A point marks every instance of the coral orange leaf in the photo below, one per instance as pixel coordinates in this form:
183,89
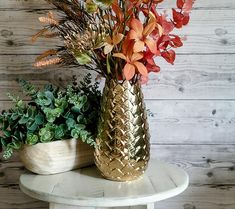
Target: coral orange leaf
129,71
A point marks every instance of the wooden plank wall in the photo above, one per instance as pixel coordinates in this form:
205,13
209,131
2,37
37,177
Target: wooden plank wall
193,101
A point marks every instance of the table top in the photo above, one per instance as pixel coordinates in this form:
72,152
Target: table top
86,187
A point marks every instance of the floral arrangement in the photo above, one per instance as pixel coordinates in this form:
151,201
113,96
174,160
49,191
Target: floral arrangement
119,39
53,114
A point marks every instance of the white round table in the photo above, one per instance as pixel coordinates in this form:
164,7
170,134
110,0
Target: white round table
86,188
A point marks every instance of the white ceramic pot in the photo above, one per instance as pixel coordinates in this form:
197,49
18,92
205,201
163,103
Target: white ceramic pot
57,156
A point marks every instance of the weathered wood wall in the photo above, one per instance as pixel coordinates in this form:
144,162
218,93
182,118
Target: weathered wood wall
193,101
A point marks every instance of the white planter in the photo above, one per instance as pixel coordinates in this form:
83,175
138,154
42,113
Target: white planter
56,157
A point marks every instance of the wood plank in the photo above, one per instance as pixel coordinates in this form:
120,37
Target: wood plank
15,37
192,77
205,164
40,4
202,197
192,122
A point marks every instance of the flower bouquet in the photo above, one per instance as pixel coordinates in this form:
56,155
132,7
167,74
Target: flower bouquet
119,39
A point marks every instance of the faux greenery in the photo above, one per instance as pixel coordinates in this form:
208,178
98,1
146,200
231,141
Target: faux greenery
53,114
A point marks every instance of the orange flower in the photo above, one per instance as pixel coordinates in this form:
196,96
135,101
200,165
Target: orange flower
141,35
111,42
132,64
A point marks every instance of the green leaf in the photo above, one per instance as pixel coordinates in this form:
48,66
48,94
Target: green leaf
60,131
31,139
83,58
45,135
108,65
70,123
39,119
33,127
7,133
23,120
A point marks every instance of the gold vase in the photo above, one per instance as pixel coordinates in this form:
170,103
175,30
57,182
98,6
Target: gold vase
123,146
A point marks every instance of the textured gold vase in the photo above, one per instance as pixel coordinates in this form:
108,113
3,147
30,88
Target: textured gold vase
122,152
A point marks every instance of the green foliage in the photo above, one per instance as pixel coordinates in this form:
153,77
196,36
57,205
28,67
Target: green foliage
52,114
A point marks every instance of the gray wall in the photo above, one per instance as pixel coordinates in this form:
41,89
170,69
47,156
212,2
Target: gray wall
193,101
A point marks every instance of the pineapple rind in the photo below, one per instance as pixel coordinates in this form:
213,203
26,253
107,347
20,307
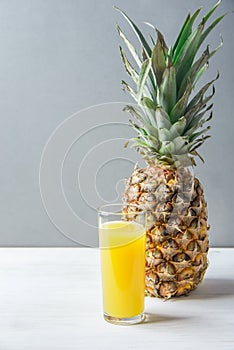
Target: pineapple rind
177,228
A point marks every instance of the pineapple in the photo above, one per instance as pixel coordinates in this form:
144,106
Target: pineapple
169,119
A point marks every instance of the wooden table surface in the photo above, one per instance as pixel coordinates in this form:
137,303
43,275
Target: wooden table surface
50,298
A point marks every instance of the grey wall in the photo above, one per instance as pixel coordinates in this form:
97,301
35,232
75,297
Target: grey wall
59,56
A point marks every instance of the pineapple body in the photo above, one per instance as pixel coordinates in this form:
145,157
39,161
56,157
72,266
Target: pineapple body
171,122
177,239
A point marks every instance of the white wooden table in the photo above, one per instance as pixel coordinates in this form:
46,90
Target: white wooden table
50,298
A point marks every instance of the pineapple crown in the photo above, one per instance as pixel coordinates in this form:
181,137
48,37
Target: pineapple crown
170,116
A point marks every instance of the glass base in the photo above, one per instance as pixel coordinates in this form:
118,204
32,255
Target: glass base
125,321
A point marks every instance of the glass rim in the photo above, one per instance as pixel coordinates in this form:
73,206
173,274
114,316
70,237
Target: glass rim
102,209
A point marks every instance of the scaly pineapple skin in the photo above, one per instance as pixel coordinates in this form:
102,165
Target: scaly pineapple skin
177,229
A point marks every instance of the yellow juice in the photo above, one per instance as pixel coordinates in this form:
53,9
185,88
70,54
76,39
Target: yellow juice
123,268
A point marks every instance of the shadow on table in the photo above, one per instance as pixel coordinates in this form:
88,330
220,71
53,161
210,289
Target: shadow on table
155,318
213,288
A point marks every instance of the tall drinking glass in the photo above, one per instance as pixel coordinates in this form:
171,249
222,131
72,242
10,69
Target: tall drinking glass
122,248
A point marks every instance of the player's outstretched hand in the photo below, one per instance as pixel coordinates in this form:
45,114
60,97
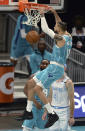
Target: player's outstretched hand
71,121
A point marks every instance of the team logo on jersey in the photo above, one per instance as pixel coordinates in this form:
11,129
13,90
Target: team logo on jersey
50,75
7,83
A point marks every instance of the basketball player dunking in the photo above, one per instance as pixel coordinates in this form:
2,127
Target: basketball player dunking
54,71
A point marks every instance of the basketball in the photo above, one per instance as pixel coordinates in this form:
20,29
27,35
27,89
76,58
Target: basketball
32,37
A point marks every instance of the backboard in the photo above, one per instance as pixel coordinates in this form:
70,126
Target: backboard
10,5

* * * * * * * * *

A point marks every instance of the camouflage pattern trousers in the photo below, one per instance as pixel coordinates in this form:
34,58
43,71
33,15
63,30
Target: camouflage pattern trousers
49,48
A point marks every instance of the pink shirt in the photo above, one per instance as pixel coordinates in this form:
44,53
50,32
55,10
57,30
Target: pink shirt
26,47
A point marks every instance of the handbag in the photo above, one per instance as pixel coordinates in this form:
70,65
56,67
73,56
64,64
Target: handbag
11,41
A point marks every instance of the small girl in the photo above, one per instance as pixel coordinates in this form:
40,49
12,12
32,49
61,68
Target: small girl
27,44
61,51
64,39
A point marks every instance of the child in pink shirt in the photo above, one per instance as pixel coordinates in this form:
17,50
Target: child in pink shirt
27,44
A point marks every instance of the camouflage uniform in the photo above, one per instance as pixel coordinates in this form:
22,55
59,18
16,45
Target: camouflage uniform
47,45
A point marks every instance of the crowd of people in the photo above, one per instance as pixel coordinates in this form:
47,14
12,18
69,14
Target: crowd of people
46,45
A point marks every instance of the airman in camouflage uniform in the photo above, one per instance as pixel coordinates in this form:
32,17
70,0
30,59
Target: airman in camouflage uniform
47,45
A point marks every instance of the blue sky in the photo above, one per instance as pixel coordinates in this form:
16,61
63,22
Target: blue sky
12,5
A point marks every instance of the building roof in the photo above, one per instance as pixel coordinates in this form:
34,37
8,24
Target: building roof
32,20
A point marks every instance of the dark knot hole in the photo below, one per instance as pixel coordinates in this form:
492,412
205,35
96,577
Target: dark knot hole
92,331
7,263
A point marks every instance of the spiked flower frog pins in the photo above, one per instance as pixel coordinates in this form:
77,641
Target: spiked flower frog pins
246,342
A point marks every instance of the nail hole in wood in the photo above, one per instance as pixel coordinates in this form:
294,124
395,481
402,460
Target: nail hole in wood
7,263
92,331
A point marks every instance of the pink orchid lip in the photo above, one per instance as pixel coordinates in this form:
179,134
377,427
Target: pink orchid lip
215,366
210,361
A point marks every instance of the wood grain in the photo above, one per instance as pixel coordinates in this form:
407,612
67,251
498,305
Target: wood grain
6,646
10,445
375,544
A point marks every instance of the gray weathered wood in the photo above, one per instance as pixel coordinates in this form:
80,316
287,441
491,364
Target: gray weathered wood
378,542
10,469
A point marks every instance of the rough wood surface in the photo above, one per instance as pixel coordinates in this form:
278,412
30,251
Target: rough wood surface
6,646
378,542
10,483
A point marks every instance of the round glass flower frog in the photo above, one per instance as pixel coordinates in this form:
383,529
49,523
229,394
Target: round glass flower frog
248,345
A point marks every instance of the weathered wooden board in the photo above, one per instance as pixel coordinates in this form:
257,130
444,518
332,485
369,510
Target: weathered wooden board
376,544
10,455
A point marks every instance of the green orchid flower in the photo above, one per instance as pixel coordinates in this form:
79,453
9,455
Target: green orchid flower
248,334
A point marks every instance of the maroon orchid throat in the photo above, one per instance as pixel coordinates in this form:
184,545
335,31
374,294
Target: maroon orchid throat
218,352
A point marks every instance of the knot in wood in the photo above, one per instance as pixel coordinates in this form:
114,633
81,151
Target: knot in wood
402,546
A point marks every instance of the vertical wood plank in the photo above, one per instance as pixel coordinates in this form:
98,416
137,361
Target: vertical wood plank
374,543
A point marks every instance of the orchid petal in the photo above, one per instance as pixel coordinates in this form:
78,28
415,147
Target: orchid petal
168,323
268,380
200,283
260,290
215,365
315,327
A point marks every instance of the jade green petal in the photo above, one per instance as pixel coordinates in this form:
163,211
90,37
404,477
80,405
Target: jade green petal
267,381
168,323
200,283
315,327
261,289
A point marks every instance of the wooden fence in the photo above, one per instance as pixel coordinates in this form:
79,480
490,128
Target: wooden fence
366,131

* * * * * * * * *

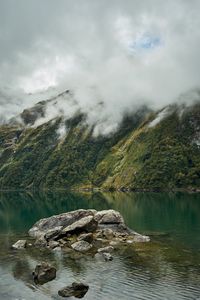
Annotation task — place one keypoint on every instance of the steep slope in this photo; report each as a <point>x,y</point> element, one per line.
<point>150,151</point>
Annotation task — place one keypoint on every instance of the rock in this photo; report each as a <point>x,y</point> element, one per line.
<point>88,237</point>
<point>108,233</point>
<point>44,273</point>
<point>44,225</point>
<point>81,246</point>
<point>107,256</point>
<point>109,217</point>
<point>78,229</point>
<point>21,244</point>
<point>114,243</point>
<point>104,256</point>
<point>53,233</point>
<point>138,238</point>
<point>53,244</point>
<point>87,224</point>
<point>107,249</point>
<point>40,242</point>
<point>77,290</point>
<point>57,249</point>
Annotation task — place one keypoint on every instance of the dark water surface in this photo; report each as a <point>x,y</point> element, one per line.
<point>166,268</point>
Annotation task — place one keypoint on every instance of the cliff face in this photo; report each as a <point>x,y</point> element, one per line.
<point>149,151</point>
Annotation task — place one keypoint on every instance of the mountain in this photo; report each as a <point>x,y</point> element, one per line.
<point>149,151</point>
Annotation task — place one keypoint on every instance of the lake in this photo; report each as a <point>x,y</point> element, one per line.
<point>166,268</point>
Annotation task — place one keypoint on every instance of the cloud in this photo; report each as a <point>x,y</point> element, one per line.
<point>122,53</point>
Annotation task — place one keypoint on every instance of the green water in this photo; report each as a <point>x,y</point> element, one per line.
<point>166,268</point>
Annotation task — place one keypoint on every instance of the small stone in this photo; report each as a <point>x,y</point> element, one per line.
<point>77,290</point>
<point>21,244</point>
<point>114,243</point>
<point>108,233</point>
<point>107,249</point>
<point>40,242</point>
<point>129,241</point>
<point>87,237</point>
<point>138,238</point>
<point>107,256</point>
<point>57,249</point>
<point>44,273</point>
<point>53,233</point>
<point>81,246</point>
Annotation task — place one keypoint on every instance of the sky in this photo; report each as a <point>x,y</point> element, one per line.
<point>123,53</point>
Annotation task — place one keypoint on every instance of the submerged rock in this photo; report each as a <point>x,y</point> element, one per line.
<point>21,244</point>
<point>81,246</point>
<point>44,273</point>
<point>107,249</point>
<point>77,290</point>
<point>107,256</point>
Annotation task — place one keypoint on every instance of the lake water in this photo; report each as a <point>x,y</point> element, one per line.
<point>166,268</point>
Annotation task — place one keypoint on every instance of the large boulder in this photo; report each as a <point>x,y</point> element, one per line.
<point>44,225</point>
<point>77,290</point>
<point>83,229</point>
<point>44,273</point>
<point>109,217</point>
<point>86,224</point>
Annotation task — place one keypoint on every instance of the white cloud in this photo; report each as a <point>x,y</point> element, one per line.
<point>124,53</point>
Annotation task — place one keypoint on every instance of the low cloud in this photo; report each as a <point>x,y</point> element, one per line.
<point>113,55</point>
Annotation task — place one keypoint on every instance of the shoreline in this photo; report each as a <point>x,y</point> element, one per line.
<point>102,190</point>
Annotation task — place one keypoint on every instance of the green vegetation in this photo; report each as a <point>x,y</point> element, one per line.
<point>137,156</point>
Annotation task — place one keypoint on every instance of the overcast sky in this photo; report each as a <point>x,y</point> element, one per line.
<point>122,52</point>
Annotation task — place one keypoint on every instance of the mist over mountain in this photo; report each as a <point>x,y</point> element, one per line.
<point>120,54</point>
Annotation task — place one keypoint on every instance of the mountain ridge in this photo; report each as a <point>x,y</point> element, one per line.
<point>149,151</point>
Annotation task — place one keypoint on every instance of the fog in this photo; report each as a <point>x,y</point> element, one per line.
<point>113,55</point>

* * * * * * * * *

* **Requirement**
From the material above, copy every line that has the word "below" in it.

* **Solved exercise**
A point marks every instance of the coral orange leaf in the photo below, one per instance as pixel coordinates in this form:
A point marks every instance of the pineapple rind in the photo below, one per instance as pixel coordinates in this form:
A point marks every instance of the player's outstretched hand in the photo below, one per instance as pixel coordinates in this form:
A point marks every instance of the camouflage pattern trousers in the photo below, one per instance as pixel coordinates in this form:
A point marks every instance of the dark knot hole in the photo below, one per instance as pixel coordinates in this form:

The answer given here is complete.